Copy the records that follow exactly, leaving nothing out.

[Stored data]
####################

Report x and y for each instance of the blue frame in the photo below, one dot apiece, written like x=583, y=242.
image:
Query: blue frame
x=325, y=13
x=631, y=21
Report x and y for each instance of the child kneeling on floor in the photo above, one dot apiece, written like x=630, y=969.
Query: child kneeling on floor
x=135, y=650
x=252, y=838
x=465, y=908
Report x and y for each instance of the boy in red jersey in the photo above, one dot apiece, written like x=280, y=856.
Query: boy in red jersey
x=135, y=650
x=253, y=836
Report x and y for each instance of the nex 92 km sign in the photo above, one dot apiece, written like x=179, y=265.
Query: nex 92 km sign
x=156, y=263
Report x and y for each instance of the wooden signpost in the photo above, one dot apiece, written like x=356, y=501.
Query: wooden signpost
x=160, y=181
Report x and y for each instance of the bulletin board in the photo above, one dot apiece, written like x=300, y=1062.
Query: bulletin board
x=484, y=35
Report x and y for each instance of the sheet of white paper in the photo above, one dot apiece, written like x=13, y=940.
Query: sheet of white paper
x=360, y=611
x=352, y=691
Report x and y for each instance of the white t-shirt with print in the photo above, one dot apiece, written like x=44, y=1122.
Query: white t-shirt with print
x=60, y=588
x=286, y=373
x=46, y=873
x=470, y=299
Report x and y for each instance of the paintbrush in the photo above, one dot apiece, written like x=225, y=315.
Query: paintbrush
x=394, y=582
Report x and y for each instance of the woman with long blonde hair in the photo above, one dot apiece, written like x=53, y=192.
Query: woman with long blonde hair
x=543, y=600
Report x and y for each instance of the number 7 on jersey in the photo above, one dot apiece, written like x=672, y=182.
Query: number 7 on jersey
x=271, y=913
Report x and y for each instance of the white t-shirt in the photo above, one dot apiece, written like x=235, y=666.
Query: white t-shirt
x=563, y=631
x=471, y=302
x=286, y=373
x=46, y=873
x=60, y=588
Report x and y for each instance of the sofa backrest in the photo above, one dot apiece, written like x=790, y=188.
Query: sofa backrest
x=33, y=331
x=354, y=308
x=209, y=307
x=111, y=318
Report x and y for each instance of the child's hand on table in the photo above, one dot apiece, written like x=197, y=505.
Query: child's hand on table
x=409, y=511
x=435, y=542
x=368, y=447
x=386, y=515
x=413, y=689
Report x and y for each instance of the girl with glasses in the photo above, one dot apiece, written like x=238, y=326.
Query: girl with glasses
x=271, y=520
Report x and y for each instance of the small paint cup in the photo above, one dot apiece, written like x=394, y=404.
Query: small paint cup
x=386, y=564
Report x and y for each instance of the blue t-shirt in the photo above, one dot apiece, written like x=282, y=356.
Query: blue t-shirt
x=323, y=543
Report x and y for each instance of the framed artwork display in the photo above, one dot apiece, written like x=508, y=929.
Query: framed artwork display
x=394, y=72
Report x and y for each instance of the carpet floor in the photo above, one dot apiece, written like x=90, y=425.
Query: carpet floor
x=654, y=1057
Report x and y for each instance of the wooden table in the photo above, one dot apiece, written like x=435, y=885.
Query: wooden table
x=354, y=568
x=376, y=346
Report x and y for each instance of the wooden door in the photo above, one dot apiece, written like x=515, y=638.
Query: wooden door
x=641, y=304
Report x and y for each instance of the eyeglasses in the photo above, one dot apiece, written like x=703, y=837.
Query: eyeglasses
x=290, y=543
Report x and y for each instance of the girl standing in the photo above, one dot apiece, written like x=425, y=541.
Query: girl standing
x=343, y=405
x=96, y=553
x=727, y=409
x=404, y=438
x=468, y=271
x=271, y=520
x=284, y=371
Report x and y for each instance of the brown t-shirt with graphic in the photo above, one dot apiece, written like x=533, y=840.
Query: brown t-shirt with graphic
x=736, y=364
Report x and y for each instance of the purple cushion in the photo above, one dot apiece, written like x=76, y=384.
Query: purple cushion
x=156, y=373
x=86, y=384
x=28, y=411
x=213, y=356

####################

● OUTPUT FOR THIS TASK:
Report x and y for each instance of the blue frame in the photo below, one dot apiece, written like x=583, y=242.
image:
Query: blue frame
x=325, y=13
x=631, y=21
Report x and y for each instance of the child kneeling on floor in the photo above, one dot apiece, written like x=630, y=969.
Query: child kneeling on floor
x=135, y=650
x=252, y=838
x=465, y=908
Report x and y for each instance of the boy in red jersey in the photo above, one dot apiece, written like x=280, y=856.
Query: boy in red jersey
x=135, y=650
x=253, y=836
Report x and y for each instance of the nex 92 km sign in the photo above, one dot apiece, written like x=179, y=265.
Query: nex 92 km sign
x=156, y=263
Report x and y for each instance of the wooden signpost in the photo above, one dot apiece, written like x=356, y=501.
Query: wooden signpost
x=160, y=181
Report x and y for each instance of the bulletin board in the photo above, one dot apiece, written like x=300, y=1062.
Query: bulletin board
x=484, y=35
Report x and y for each instance of the sheet of white paper in the photo above, one dot apiece, written like x=13, y=940.
Query: sheet of white paper
x=360, y=611
x=352, y=691
Report x and y for each instance of the white t-shirt with print in the photo above, one dot apiece, written like x=44, y=1122.
Query: white t-shirt with print
x=60, y=588
x=286, y=373
x=46, y=873
x=470, y=299
Report x and y for each instance of the paintbrush in the photo above, one dot apiece, written like x=225, y=315.
Query: paintbrush
x=394, y=582
Report x and y for each instance of the woman with long blonde hair in the photo above, one dot apiece, written like x=53, y=192.
Query: woman with long blonde hair
x=543, y=600
Report x and y for each instance of the number 7 on jersey in the photo above, one dot apiece, written like x=672, y=182.
Query: number 7 on jersey
x=271, y=913
Report x and y for each instance of the white t-shirt in the photo above, one dot apiece, written like x=235, y=666.
Query: white t-shirt
x=563, y=631
x=471, y=302
x=286, y=373
x=46, y=873
x=60, y=588
Report x and y for each instance of the sofa backrest in the photo above, one dot apiece, written like x=790, y=188.
Query: sofa backrest
x=33, y=331
x=354, y=308
x=209, y=307
x=111, y=318
Report x and y for each instance of the child's hand on table in the photo above, one dot apiece, written like x=197, y=505.
Query: child's hand on table
x=409, y=511
x=435, y=542
x=368, y=447
x=386, y=515
x=413, y=689
Report x and y for each instance of the girl with glasses in the photo above, one dot apiece, written like x=238, y=326.
Query: girl with glasses
x=271, y=520
Report x and y for each instance of the small paint cup in the photo above, one dot apiece, written like x=394, y=404.
Query: small paint cup
x=386, y=564
Report x and y for each instance of the blue t-shirt in the photo above, one dot apiece, written like x=282, y=356.
Query: blue t-shirt
x=323, y=543
Report x and y for each instance of the framed artwork display in the photo above, one dot apiece, written like x=508, y=929.
Query: framed artwork display
x=394, y=72
Report x and y for each instance of the carpet floor in the photo above, one dot apiece, written like x=90, y=425.
Query: carpet floor
x=654, y=1057
Report x and y for each instance of the wooden table in the photo above, one dot apiece, written like x=435, y=885.
Query: wooden table
x=354, y=568
x=376, y=346
Report x and y for each instance of the wooden door in the photo above, one dot apiece, written like x=515, y=638.
Query: wooden door
x=641, y=304
Report x and y for each instance of the eyeglasses in the photo above, one dot apiece, written like x=703, y=837.
Query: eyeglasses
x=290, y=543
Report x and y for each instance of the girl standing in the photo above, one dot apiece, written like x=425, y=541.
Query: girl standing
x=343, y=405
x=96, y=553
x=727, y=409
x=404, y=438
x=468, y=271
x=271, y=520
x=284, y=371
Report x and y for each instance of the brown t-shirt with graphic in the photo above, one dot apiece, written like x=533, y=840.
Query: brown t-shirt with graphic
x=736, y=364
Report x and y for each instance of the purple cushion in the photo above, one dot apiece, written like x=76, y=384.
Query: purple cushion
x=156, y=373
x=86, y=384
x=28, y=411
x=213, y=356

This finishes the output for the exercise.